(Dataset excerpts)
□ □ □ □ □ □ □

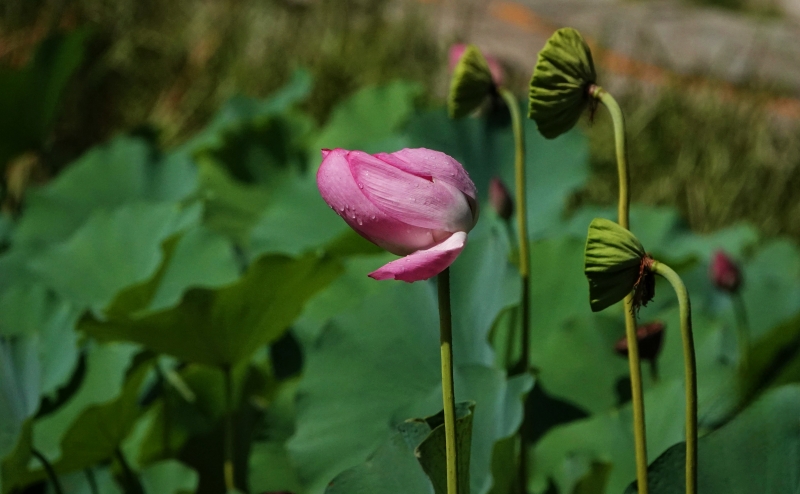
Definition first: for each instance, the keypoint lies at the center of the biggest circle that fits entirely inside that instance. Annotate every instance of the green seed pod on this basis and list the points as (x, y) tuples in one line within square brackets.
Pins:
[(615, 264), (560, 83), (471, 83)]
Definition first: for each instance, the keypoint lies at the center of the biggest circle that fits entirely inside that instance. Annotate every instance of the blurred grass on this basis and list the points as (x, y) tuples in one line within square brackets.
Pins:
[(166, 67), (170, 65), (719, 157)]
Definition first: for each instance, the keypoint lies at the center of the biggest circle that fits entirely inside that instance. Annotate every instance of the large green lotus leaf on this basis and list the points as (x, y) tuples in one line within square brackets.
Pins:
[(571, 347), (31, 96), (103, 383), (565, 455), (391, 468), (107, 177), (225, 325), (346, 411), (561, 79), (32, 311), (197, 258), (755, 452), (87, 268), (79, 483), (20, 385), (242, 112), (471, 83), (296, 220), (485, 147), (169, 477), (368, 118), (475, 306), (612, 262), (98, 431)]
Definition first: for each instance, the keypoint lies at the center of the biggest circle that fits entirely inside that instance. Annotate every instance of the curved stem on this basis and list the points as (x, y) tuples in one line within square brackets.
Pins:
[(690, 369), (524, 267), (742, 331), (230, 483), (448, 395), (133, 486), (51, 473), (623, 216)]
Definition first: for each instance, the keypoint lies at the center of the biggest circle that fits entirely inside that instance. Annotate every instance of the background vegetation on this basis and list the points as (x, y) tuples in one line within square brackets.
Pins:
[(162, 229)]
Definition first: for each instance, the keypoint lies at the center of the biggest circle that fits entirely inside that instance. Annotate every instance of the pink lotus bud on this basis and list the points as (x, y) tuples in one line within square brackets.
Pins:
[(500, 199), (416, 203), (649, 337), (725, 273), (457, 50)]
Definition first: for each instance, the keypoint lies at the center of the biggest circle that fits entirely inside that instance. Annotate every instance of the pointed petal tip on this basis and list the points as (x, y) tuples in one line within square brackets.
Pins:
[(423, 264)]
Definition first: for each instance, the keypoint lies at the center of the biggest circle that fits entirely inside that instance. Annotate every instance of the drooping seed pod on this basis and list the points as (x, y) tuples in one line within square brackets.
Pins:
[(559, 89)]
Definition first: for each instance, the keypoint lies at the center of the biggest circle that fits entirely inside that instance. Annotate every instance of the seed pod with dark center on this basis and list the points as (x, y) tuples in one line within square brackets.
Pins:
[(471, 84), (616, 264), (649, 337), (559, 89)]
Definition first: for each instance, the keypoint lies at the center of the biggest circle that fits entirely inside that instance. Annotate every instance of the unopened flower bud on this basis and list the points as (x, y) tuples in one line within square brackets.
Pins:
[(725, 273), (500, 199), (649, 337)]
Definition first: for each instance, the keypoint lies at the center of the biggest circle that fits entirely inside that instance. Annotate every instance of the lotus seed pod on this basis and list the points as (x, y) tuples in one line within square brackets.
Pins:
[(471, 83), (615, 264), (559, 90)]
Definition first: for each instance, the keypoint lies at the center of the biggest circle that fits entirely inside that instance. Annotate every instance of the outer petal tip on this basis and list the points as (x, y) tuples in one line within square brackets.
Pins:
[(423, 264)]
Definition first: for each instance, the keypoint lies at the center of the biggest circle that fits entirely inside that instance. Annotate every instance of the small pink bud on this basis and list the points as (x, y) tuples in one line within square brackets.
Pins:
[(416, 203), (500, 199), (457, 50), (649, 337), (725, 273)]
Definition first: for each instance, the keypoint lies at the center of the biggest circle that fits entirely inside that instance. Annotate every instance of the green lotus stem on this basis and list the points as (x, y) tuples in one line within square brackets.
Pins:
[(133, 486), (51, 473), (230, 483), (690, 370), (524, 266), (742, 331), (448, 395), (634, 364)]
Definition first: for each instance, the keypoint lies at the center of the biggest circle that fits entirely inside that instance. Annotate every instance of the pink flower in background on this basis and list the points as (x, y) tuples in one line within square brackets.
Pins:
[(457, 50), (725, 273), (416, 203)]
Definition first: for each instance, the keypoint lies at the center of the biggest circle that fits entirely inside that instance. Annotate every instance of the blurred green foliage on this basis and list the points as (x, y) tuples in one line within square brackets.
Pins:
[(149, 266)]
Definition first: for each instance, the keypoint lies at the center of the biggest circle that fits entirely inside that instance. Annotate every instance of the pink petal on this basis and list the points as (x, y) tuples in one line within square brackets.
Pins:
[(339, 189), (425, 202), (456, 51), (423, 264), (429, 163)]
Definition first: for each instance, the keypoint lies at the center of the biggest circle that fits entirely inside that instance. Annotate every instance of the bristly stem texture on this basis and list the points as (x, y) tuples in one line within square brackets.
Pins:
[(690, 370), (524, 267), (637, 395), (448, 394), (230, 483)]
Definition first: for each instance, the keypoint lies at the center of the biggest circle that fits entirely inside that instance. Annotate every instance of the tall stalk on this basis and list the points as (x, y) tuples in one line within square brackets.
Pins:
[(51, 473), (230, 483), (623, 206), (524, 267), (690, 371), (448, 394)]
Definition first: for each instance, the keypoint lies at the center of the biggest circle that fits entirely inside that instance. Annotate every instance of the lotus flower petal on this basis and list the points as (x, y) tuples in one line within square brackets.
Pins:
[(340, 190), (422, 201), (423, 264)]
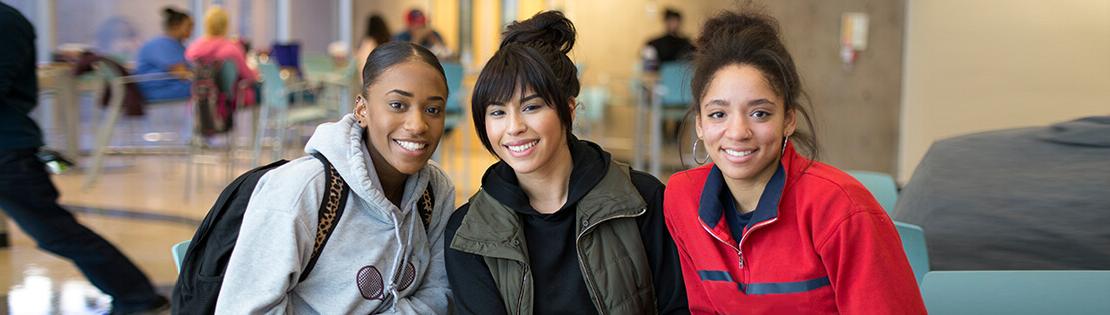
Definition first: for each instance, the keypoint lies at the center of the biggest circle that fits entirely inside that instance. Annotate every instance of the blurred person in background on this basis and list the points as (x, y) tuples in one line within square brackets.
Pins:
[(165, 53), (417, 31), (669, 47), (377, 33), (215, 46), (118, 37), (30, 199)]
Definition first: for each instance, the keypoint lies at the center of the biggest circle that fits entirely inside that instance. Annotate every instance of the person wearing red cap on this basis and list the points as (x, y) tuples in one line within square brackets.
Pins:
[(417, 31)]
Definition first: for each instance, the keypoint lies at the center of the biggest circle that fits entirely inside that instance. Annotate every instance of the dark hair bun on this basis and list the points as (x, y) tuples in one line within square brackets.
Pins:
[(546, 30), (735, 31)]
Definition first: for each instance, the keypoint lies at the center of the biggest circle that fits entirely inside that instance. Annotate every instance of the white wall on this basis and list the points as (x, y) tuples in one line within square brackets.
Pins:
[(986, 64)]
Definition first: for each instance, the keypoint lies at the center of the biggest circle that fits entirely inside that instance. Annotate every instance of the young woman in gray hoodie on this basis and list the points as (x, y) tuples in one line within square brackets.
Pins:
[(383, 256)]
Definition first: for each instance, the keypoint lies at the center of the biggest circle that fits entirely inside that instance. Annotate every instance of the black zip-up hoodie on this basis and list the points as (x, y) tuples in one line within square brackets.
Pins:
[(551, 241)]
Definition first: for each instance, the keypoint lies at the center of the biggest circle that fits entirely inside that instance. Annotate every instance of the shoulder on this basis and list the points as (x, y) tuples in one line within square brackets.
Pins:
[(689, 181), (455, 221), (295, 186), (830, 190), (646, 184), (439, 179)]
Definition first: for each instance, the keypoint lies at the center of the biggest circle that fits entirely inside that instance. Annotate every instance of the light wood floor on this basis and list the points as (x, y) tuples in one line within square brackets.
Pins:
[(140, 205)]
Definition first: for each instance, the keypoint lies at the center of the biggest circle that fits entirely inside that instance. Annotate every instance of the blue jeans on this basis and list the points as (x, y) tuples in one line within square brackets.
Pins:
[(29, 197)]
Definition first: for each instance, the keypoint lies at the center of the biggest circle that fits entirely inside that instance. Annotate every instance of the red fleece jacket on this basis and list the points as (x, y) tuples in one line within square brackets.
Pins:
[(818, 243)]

□ □ □ □ □ □ □

> **Task to complete**:
Print all the lines above exactly as they are, but without the pictures.

> **Solution to this task**:
Definition first: for each instance, the keypoint lies at the center of the biggest circle that fits entirely inside that instance. Annotate every instance of the green seed pod on this basis and list the points as (x, y) tuples in one line within square brackets.
Pins:
[(615, 264), (560, 83), (471, 83)]
Definition first: for each instance, the keypoint lies at the center of the biggest circle that fits entirely inside that instance. Annotate every instance of the blurred grass on this basis and list the points as (x, y) tuples in one line within square brackets.
Pins:
[(166, 67), (170, 65), (719, 157)]
Definition first: for each instance, the keypoint lies at the center of the biggest circle that fits entirely inside that instance. Annotate every instance of the large green lotus leaf on this basis and list the points as (x, y) tuples in one line within square brackets.
Pins:
[(571, 347), (31, 96), (103, 383), (565, 455), (391, 468), (107, 177), (225, 325), (346, 411), (561, 79), (32, 311), (197, 258), (755, 452), (87, 268), (79, 483), (20, 385), (242, 112), (471, 83), (296, 220), (485, 147), (169, 477), (368, 118), (475, 306), (612, 262), (98, 431)]
Definition first: for each instance, the keypoint lies at the center of the biggest circle that fits entirely inside that instance. Annotate every instance of the curved stem on this basis and list the points as (x, y) tuples in one line within square brackets.
Pins:
[(690, 369), (524, 267), (742, 331), (230, 483), (448, 395), (133, 486), (51, 473), (623, 216)]
Definition first: for each instance, the keypoint lies at the center of the biggest circle that fits entirely inside that instance. Annotate every instance of the background vegetation on this basis and list the points as (x, y) tuples in one line within square brackets.
Pins:
[(162, 229)]
Definition first: for each instance, the keypoint lies at the center of the biggest circle that fits entirely inside that instance. Annotate every instance of the pink lotus bud on this basis and list the points as (x, y) tuples in one line within square brackets.
Pins:
[(500, 199), (416, 203), (649, 337), (725, 273), (457, 50)]
Definition first: for each instance, the keypoint lies at the center of the biggest circle that fits entirely inside that instance. Annotate every instance of the pointed petal tip on this basis and list the points as (x, y) tuples in one line within square brackets.
Pins:
[(423, 264)]
Definition first: for each instance, the keypoint lies at the center of the biggest circle that fits entirely inside that instance. Annotate every instance of the drooping seed pod on this basis and list the points as (x, y) tuples in one line within square brackets.
Pins:
[(559, 89)]
Definition first: for each instance, the keypoint lies at the center of the biggest circle that fits entirely inside that instance. Annotate every instance of the seed pod with dark center on this basis and list the points as (x, y) tuples in one line within square brackets.
Pins:
[(471, 84), (616, 264), (649, 337), (559, 89)]
Definition first: for each instance, the keypoint lies at the center of the biggest circle that fits entirely inside that instance. Annotate every instance of the unopened flower bud on this basis and list the points as (x, y) tuples in one line within square brackets.
Pins:
[(725, 273), (500, 199), (649, 337)]
Definition first: for each instance, the keypoint lies at the center of the biggest circle that fits entirely inside that instance. Annotate every instance of the lotus seed pod on this basis and list the points as (x, y) tuples in one line within square brackets.
Pins:
[(471, 83), (615, 264), (559, 90)]
Definition first: for each instance, the keypoint lies at the center of the biggest circle that fits entirely inside that instance. Annotate every instance of the outer petal tip on this basis and list the points as (x, y) tuples in one line within square brackets.
Pins:
[(423, 264)]
Definition first: for each instance, the keypoint lies at the center of the biggest circle that fits entirely inside that instance. Annotate every instance of the small pink bud on this basis and list the points as (x, y) tuples in one line within square brackets.
Pins:
[(416, 203), (500, 199), (457, 50), (649, 337), (725, 273)]
Definition first: for each instance, the keypoint lies at the center of the biggest circle that fits entirely inside that instance. Annotate every instance of the green lotus stem on this basis and list the points as (x, y) tuples in one line within square brackets.
Pins:
[(133, 486), (51, 473), (230, 483), (690, 370), (524, 266), (742, 331), (448, 395), (634, 364)]
Definition first: for each instance, the keypoint lies at the center of the biggest circle that fits entirely inside that instance. Annotate every instance of the pink flower in background on this basis and list the points as (x, y) tuples in one line within square brackets.
Pins:
[(457, 50), (725, 273), (416, 203)]
Definition first: for each instance, the keypoint lies at the center of the biggest circle that fits entirely inside that instance. Annotate every instance of the blurred green foliage on this basis and list the points as (x, y) tuples in one line within square brackets.
Pins:
[(149, 266)]
Definition first: for each instance, the keypoint lies at the center of the biggest circle that fits entirely inside that instance. Annotate every instance of the pink petal on this basis and list the points as (x, y) tuples in one line within square brackets.
Pins:
[(339, 189), (425, 202), (456, 51), (423, 264), (429, 163)]
Definition first: for each instance, the keypoint lies at the center of the biggest circle that fits entirely inside that instance. Annotate every instance of the bristly stem texture on this basis and list the points as (x, y) tuples in one line within square brackets.
Pins:
[(690, 370), (524, 267), (637, 395), (448, 394), (230, 483)]
Definition first: for each instance, the keypoint lies at the center of the biggest circle that fits entirely inside that instance. Annotate every instance of the tall stalk on this basis and list the points as (x, y) tuples in one line within square brackets.
Pins:
[(51, 473), (230, 483), (623, 206), (524, 267), (690, 371), (448, 394)]
Definition first: for each instance, the keypoint lies at the center of the biggest circle that fits entirely inside that instance. Annotate every instance of the lotus flower petal on this basis and list the points as (x, y) tuples in one line within square brackets.
Pins:
[(340, 190), (422, 201), (423, 264)]
Definition first: for each instance, the keypoint lies at the center of the biggest circle that fits entirely inside that instance. Annotate every instance of the blurred person in background on this basis and list the points as (x, y) tuples in one line within square brackets.
Pins:
[(165, 53), (417, 31), (669, 47), (377, 33), (215, 46), (118, 37), (30, 199)]
Definition first: for each instance, the keypoint lies at the center of the biggest circle that fits entirely inside that instance. Annotate every instance of the person wearing red cap on this basis and list the points as (x, y) tuples in one line within square brackets.
Pins:
[(417, 31)]
Definition first: for each instance, the keypoint lies at the center of the biggest circle that fits entirely inside that instance. Annotate every instance of the dark hair bun on this basis and list the points as (x, y) tuples in one line within square brackets.
Pins:
[(546, 30), (735, 31)]
Definition first: for each instance, the keypoint lies at the center of the biggest circle that fits entirely inside that instance. Annotate every instance of the white wall on this basis and list the points as (x, y) tuples in one line within square brackets.
Pins:
[(986, 64)]
Definition first: for each instance, the keypoint lies at the center of the biggest circle that fits entirely inside that instance. Annotate every instance of the young woman in gray hoodie on this basis and list the points as (x, y) tuples in one line within square brackets.
Pins:
[(383, 256)]
Definition first: for each instance, the keypoint lies at the center of the biggest circle that fits entirely inside that instance. Annotate every instance of the black zip-up hoodie on this basis and list the points as (x, y) tuples in one line within square brackets.
Pins:
[(551, 241)]
Definition first: for each instance, the keypoint lies at the center of the biggest circle that fits entirely inside that instance. Annotate every instance of the shoulder on this basis and list the points as (x, y) tuples in one line within square brackets.
Pins:
[(689, 181), (455, 221), (295, 186), (830, 190), (646, 184), (439, 179)]
Definition first: for each instance, the keypoint lies at the center of the biggest circle that fits entirely inside that instance. Annotate every instance of the light wood floor on this basis and list the points as (x, y) tuples in one line within square brackets.
Pins:
[(140, 205)]
Definition first: for each instance, the keypoint lies at the center of the biggest circle that fits entirely inside that instance. Annotate every instance of the blue jeans on this basis and list the points as (x, y) tuples in one line within square brackets.
Pins:
[(29, 197)]
Definition first: for each instance, the keypoint lies at the center of the biggest circle that fits entirely inside that instance. Annotate every instance of the red fleece jacket on this basis and list the points as (x, y) tuples in one line within square brackets.
Pins:
[(818, 243)]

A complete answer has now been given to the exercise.